Division has one real advantage water propagation can't match: each division is already a functioning, partially mature plant with an established root system, not a cutting starting from zero. That's why divided plants generally re-establish and resume growth faster than a rooted cutting of the same species would. It's also the only propagation method that reliably preserves variegation patterns on plants like variegated snake plant — leaf cuttings of variegated snake plant typically grow back as plain green, since the new growth reverts to the species' base form, but a division keeps the exact variegated growth point intact.

Air layering: for woody, upright plants

Air layering solves a different problem: propagating a plant with a thick, woody, upright stem that either won't root reliably from a cutting or where taking a cutting would mean sacrificing a large, already-attractive section of the plant. Fiddle leaf fig and rubber plant are the two most common candidates among houseplants, particularly once they've grown tall and leggy and you'd like a shorter, fuller plant without starting over from a small cutting.

Air layering roots a section of stem while it's still attached to and supported by the parent plant, then separates it only once roots have already formed. Choose a stem section below a node, and either make a shallow upward-angled cut about a third of the way into the stem, or remove a thin ring of the outer bark all the way around. Apply rooting hormone to the wound to encourage root formation there rather than at a random point along the stem. Pack the wounded area in a generous handful of moist sphagnum moss, and wrap the whole thing tightly in plastic wrap, sealing both ends around the stem so the moss stays consistently moist without drying out or getting waterlogged.

● **QUESTIONS**
1. Please rewrite the propagation text from "Division has one" up to and including "growth point intact.", replacing "root system" with "root network".
2. According to the propagation text, which two houseplants are the most common candidates for air layering?
You won't need the rows that follow.

● **RECORD SET**
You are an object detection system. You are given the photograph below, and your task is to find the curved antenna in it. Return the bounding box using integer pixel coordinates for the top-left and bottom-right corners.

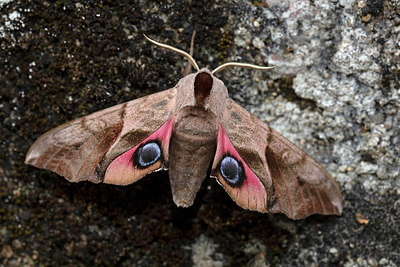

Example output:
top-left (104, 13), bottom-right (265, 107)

top-left (211, 62), bottom-right (275, 74)
top-left (143, 34), bottom-right (200, 71)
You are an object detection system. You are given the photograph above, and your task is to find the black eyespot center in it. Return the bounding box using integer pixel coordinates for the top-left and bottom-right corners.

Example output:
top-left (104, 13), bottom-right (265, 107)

top-left (220, 155), bottom-right (246, 187)
top-left (133, 140), bottom-right (162, 169)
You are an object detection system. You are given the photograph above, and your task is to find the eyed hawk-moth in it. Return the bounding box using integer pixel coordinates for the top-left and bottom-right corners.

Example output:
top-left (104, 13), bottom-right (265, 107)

top-left (25, 34), bottom-right (342, 219)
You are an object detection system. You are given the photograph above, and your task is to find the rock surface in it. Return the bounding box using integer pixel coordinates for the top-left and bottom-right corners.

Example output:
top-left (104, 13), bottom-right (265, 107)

top-left (0, 0), bottom-right (400, 266)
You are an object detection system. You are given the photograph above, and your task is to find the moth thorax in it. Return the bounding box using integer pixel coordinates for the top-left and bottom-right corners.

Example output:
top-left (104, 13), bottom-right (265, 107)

top-left (194, 72), bottom-right (213, 106)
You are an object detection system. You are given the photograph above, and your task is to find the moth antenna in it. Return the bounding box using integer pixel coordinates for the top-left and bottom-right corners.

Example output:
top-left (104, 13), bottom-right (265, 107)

top-left (143, 34), bottom-right (200, 71)
top-left (212, 62), bottom-right (275, 74)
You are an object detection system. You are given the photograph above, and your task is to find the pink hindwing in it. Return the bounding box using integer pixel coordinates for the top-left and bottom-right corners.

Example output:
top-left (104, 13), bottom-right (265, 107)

top-left (212, 125), bottom-right (267, 212)
top-left (104, 118), bottom-right (174, 185)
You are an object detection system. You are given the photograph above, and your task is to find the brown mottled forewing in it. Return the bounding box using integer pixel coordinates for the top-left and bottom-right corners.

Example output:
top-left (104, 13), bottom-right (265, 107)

top-left (25, 88), bottom-right (176, 183)
top-left (223, 99), bottom-right (342, 219)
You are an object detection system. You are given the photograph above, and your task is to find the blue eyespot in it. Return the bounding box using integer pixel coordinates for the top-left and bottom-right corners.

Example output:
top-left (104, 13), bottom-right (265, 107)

top-left (133, 142), bottom-right (161, 168)
top-left (220, 156), bottom-right (245, 187)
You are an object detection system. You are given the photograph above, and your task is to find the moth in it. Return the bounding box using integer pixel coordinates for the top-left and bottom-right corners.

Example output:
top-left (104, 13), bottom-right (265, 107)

top-left (25, 36), bottom-right (342, 219)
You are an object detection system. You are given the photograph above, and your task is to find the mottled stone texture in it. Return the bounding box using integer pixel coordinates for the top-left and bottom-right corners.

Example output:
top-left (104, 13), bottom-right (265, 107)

top-left (0, 0), bottom-right (400, 266)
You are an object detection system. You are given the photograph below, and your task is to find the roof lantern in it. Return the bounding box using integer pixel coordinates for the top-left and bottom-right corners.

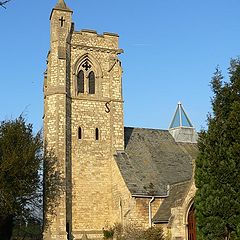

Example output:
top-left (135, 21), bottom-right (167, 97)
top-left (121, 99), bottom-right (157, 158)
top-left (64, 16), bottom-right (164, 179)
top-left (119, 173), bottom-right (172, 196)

top-left (169, 102), bottom-right (193, 129)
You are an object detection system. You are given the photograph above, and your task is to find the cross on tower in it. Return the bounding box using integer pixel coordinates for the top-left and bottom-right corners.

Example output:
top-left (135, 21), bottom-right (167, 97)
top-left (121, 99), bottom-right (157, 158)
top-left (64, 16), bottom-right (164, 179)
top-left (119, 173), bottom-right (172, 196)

top-left (59, 16), bottom-right (65, 27)
top-left (82, 61), bottom-right (91, 71)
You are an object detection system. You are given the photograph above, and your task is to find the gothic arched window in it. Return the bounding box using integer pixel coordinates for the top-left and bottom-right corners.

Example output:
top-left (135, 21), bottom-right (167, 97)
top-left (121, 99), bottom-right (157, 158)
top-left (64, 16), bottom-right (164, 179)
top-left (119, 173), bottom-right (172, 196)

top-left (77, 70), bottom-right (84, 93)
top-left (78, 127), bottom-right (82, 139)
top-left (95, 128), bottom-right (99, 141)
top-left (88, 71), bottom-right (95, 94)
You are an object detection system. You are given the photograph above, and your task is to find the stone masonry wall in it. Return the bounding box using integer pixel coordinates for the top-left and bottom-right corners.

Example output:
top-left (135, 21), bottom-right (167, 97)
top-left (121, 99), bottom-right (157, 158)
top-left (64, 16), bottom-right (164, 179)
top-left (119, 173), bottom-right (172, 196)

top-left (70, 30), bottom-right (123, 239)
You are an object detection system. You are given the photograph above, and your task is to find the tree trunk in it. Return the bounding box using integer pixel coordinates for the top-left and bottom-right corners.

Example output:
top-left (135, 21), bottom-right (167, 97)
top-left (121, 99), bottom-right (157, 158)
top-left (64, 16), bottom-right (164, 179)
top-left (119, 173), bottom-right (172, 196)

top-left (0, 215), bottom-right (13, 240)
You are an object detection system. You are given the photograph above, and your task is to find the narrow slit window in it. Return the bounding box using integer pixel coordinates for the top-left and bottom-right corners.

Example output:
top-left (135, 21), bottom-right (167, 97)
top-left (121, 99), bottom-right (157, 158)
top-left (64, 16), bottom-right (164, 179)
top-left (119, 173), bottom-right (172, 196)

top-left (77, 70), bottom-right (84, 94)
top-left (95, 128), bottom-right (99, 141)
top-left (88, 71), bottom-right (95, 94)
top-left (78, 127), bottom-right (82, 139)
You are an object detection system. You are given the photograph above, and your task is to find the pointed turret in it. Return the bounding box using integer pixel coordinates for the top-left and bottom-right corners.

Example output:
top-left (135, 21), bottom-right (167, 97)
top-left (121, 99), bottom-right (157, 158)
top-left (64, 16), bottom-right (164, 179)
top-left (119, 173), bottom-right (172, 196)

top-left (169, 102), bottom-right (193, 129)
top-left (169, 102), bottom-right (198, 143)
top-left (54, 0), bottom-right (72, 12)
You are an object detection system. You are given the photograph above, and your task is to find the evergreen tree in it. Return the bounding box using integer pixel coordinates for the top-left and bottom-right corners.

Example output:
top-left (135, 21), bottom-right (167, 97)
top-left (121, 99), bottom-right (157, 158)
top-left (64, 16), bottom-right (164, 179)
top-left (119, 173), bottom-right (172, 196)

top-left (0, 116), bottom-right (63, 240)
top-left (195, 59), bottom-right (240, 240)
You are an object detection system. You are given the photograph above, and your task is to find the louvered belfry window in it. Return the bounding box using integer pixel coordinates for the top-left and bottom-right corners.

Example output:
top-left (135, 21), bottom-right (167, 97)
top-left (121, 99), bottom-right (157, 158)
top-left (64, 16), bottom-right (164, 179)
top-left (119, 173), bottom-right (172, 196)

top-left (77, 70), bottom-right (84, 94)
top-left (88, 71), bottom-right (95, 94)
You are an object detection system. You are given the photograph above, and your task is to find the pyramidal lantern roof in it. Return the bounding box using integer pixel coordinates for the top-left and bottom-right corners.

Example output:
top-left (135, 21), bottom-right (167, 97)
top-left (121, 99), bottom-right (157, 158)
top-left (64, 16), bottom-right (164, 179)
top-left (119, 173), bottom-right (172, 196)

top-left (169, 102), bottom-right (193, 129)
top-left (54, 0), bottom-right (72, 12)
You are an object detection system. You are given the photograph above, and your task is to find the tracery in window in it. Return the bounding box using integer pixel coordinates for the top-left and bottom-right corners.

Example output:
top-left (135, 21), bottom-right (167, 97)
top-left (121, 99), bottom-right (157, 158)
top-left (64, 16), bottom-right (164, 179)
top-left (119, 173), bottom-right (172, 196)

top-left (77, 70), bottom-right (84, 94)
top-left (88, 71), bottom-right (95, 94)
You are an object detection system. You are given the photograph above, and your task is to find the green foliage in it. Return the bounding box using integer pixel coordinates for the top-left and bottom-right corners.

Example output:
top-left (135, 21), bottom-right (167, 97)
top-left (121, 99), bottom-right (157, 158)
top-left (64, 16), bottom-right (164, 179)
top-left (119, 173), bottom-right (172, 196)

top-left (0, 116), bottom-right (43, 221)
top-left (195, 59), bottom-right (240, 240)
top-left (0, 116), bottom-right (63, 240)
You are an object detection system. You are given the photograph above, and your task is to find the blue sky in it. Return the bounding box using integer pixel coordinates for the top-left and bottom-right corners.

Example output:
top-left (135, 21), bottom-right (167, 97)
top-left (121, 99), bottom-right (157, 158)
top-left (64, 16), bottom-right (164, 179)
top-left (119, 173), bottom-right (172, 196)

top-left (0, 0), bottom-right (240, 130)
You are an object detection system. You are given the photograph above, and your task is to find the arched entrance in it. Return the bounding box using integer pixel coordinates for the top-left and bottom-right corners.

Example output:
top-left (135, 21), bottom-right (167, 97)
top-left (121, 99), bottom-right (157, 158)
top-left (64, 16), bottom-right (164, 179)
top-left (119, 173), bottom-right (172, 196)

top-left (188, 204), bottom-right (197, 240)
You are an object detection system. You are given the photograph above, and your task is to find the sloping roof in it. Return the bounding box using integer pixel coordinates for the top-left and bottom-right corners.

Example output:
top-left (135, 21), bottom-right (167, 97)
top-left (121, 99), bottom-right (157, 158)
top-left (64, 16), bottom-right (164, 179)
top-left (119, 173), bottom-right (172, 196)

top-left (116, 127), bottom-right (197, 196)
top-left (54, 0), bottom-right (72, 12)
top-left (169, 102), bottom-right (193, 129)
top-left (153, 180), bottom-right (192, 223)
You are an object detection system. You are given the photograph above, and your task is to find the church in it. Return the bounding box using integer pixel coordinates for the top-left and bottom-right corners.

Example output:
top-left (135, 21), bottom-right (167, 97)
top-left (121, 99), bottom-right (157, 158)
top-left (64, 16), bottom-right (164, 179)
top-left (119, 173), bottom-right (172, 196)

top-left (43, 0), bottom-right (198, 240)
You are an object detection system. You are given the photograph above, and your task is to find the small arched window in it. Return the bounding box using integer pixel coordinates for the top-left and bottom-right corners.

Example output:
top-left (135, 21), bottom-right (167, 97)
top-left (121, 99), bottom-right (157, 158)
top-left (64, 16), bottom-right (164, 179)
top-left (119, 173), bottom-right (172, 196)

top-left (78, 127), bottom-right (82, 139)
top-left (88, 71), bottom-right (95, 94)
top-left (95, 128), bottom-right (99, 141)
top-left (77, 70), bottom-right (84, 94)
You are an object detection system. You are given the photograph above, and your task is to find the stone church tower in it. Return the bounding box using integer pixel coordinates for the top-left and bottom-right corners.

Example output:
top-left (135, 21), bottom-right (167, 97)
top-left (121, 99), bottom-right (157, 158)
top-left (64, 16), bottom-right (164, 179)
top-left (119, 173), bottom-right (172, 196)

top-left (43, 0), bottom-right (198, 240)
top-left (44, 0), bottom-right (124, 240)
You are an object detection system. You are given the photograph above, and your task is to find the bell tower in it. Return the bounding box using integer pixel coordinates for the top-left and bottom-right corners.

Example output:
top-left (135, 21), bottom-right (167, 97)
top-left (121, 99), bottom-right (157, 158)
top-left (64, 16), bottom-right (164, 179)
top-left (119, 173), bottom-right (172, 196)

● **ANSWERS TO THE EXERCISES**
1.
Division has one real advantage water propagation can't match: each division is already a functioning, partially mature plant with an established root network, not a cutting starting from zero. That's why divided plants generally re-establish and resume growth faster than a rooted cutting of the same species would. It's also the only propagation method that reliably preserves variegation patterns on plants like variegated snake plant — leaf cuttings of variegated snake plant typically grow back as plain green, since the new growth reverts to the species' base form, but a division keeps the exact variegated growth point intact.

2. Fiddle leaf fig and rubber plant.